- **WHAT TO PRODUCE**: Render every line of the records below as a Markdown table with the columns "Number" and "Record line," leaving out blank lines. Omit the pictures from the table.

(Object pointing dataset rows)

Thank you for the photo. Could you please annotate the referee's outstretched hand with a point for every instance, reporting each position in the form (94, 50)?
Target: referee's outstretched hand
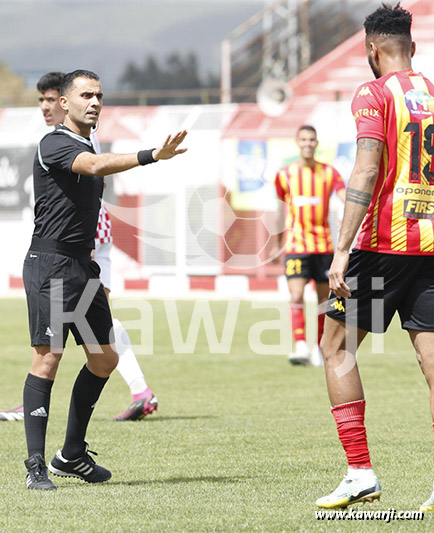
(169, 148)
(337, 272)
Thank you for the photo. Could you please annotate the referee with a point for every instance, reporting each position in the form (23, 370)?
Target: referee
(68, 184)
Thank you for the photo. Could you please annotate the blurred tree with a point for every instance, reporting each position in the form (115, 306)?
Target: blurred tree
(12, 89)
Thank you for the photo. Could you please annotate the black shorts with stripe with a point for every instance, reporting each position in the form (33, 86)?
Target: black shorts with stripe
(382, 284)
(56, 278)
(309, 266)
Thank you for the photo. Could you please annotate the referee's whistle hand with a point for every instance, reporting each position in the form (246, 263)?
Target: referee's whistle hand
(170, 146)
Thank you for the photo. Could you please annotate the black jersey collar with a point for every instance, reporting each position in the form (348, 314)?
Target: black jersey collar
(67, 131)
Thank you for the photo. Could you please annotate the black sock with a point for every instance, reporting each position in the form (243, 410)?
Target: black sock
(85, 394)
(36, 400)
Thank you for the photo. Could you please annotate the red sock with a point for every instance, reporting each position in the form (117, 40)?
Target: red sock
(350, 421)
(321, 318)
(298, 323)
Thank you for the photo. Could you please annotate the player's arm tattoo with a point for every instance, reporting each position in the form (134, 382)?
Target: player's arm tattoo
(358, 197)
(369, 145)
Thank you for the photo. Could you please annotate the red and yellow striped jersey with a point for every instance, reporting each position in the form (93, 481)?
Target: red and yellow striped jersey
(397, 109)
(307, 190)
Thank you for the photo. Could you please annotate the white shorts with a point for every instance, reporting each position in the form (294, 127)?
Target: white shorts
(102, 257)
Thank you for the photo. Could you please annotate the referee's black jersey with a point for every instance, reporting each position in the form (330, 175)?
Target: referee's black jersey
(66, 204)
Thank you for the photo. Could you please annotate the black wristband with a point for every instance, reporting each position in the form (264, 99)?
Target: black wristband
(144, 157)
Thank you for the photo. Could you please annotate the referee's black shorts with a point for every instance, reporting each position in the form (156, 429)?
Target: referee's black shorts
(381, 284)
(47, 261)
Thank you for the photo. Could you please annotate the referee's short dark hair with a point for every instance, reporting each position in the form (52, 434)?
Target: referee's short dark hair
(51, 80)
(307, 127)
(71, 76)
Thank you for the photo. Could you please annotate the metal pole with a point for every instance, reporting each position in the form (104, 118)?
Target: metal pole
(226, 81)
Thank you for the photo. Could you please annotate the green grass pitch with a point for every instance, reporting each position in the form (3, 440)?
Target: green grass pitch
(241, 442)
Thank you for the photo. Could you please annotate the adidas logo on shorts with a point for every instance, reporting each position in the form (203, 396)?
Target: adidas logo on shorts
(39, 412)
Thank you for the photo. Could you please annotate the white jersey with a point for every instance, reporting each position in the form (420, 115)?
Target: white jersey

- **CORRECT RESULT**:
| Number | Record line |
|---|---|
| 1 | Thank you for the photo. Could you please annotate the referee's outstretched hand with a point for every instance, reporting each position in the form (94, 50)? |
| 2 | Target: referee's outstretched hand |
| 3 | (169, 148) |
| 4 | (337, 272) |
| 5 | Thank you for the photo. Could you please annotate the referee with a point for every instance, reporting each position in the form (23, 370)? |
| 6 | Target: referee |
| 7 | (68, 184) |
| 8 | Thank you for the photo. Could you please annotate the blurred tree with a point for every instance, reporting each position in the form (115, 306)? |
| 9 | Target: blurred tree |
| 10 | (12, 89) |
| 11 | Thank you for the photo. Could you please annotate the black shorts with stripe with a point for every instance, reporting each position in the form (33, 86)? |
| 12 | Target: black shorts with stripe |
| 13 | (382, 284) |
| 14 | (56, 278) |
| 15 | (309, 266) |
| 16 | Thank you for the photo. Could you please annotate the referee's whistle hand with a point for every instance, reporting each position in the form (246, 263)? |
| 17 | Target: referee's whistle hand |
| 18 | (170, 146) |
| 19 | Thank you for the photo. Could you please annotate the black jersey collar with a point for every instance, reporting each position in the form (348, 314)? |
| 20 | Target: black jersey collar |
| 21 | (67, 131) |
| 22 | Thank you for the photo. Could you please annotate the black sock with a point for every instance, reporting each position in the form (243, 410)? |
| 23 | Target: black sock |
| 24 | (85, 394) |
| 25 | (36, 400) |
| 26 | Thank you for the photo. Could you please annotate the red sock with a point for every instance, reporting each position in the form (117, 40)? |
| 27 | Target: red sock |
| 28 | (350, 421) |
| 29 | (321, 318) |
| 30 | (298, 323) |
| 31 | Thank you for the photo. Could you please annotate the player's arm tattoo with a point for every instance, reporting each position in the form (134, 382)? |
| 32 | Target: player's arm tattoo |
| 33 | (358, 197) |
| 34 | (369, 145) |
| 35 | Thank you for the photo. Could you please annotate the red and yellow striped jersey with a point for every instance, reporting each position in the form (93, 481)? |
| 36 | Target: red and yellow striped jersey |
| 37 | (397, 109) |
| 38 | (307, 190) |
| 39 | Thank you for the photo. Could you please annotate the white shorts with a point for every instance, reporting each position in the form (294, 127)? |
| 40 | Target: white shorts |
| 41 | (102, 257) |
| 42 | Thank you for the photo. Could you please annotate the referee's black jersey with a point for every instance, reporting each position in the form (330, 175)? |
| 43 | Target: referee's black jersey |
| 44 | (66, 204) |
| 45 | Thank you for the photo. Could you please annotate the black wristband with a point for every instance, reporting each position in the form (264, 99)? |
| 46 | Target: black wristband |
| 47 | (144, 157) |
| 48 | Thank you for the photo. Could you please annotate the referee's black shorts with a point for every instance, reporting each position in the form (156, 429)? |
| 49 | Target: referee's black shorts |
| 50 | (381, 284) |
| 51 | (47, 261) |
| 52 | Thank you for the photo. Could you please annotate the referee's short dark hair with a point for every instance, reporting each position in the form (52, 434)? |
| 53 | Target: referee's short dark hair |
| 54 | (51, 80) |
| 55 | (307, 127) |
| 56 | (71, 76) |
| 57 | Thank you for the photo. Could you please annotate the metal pole with a point for every instance, reporting each position in the form (104, 118)? |
| 58 | Target: metal pole |
| 59 | (226, 81) |
| 60 | Thank you for the photo. Could you please annotate the green grass pitch with a point for every instance, reporting each position in the form (3, 440)? |
| 61 | Target: green grass pitch |
| 62 | (241, 442) |
| 63 | Thank you for the photo. Could you please annotate the adidas logo on shorts with a point for every instance, reporting each position in the form (203, 396)? |
| 64 | Target: adidas logo on shorts |
| 65 | (39, 412) |
| 66 | Thank you for the photo. Could you please annotate the white jersey with a point for every instance, reporting each position in the form (420, 115)? |
| 67 | Target: white jersey |